→ Source extract
::::::::::
Cheer Up Sleepy Genes


Whilst our bodies strive to fit in with the day and night, the modern social world imposes its own demands on our internal clock which can cause disruptions to our natural sleep patterns. A recent study at the Universities of Surrey and Texas demonstrated that mistimed sleep can cause significant disruption at the genetic level to our internal rhythms.

A little bit about biological rhythms
All animals live in a world dependent on two of nature’s ‘clocks’: the biological and the solar. The biological clock presents itself in cycles of behaviour, physiology, and gene expression approximating the 24 hour day and are thus known as circadian rhythms (‘circa’ about, ‘dies’ day; Latin). The solar clock is the light-dark cycle we are all familiar with and with which we synchronise our sleeping and eating. When these two clocks align we get well timed sleep and our associated internal rhythms synchronise, however mismatch between the clocks is known to significantly affect an individual’s hormonal cycles and mental function such as alertness. In general, proper sleep cycles underlie good health and strong internal synchronisation.
::::::::::
→ Record excerpts
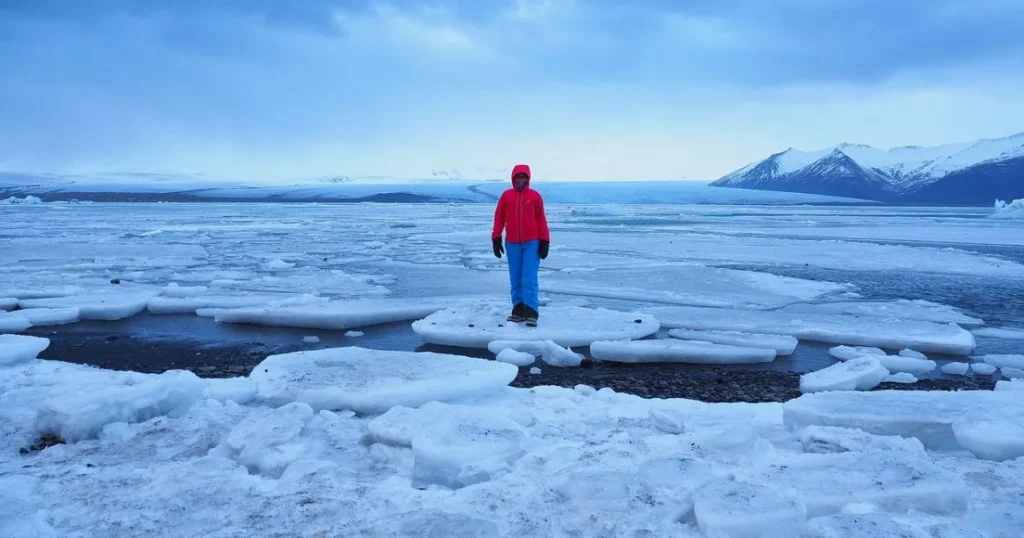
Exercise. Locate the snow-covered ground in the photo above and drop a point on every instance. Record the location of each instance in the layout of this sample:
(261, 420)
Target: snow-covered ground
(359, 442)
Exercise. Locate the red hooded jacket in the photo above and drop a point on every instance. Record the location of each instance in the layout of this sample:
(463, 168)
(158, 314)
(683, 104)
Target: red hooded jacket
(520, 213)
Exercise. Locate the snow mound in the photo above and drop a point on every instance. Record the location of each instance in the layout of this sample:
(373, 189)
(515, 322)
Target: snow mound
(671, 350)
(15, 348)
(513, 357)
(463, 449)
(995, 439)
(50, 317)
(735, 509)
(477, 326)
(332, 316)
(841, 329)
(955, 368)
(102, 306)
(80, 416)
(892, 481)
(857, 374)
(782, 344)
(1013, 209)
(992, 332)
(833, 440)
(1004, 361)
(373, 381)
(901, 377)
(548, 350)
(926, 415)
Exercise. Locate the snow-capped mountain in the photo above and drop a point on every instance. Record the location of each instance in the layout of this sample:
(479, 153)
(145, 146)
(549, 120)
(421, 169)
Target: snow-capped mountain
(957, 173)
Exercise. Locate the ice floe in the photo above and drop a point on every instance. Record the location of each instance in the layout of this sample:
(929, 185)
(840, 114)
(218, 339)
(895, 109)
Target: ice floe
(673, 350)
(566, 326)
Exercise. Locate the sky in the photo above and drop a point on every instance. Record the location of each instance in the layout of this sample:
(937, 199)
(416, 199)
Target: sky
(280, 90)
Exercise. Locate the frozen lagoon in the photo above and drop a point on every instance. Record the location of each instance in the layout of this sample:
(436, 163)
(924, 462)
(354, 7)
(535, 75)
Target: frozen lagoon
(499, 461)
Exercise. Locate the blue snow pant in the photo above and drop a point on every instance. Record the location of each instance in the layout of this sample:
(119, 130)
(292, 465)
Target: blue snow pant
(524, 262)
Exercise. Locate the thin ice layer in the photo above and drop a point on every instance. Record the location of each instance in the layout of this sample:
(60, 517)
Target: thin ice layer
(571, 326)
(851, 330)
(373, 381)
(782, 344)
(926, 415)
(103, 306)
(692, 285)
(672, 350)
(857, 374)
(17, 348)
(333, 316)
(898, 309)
::::::::::
Return the passage of the sleep-and-body-clock article from "A little bit" to "strong internal synchronisation.", word for word.

A little bit about biological rhythms
All animals live in a world dependent on two of nature’s ‘clocks’: the biological and the solar. The biological clock presents itself in cycles of behaviour, physiology, and gene expression approximating the 24 hour day and are thus known as circadian rhythms (‘circa’ about, ‘dies’ day; Latin). The solar clock is the light-dark cycle we are all familiar with and with which we synchronise our sleeping and eating. When these two clocks align we get well timed sleep and our associated internal rhythms synchronise, however mismatch between the clocks is known to significantly affect an individual’s hormonal cycles and mental function such as alertness. In general, proper sleep cycles underlie good health and strong internal synchronisation.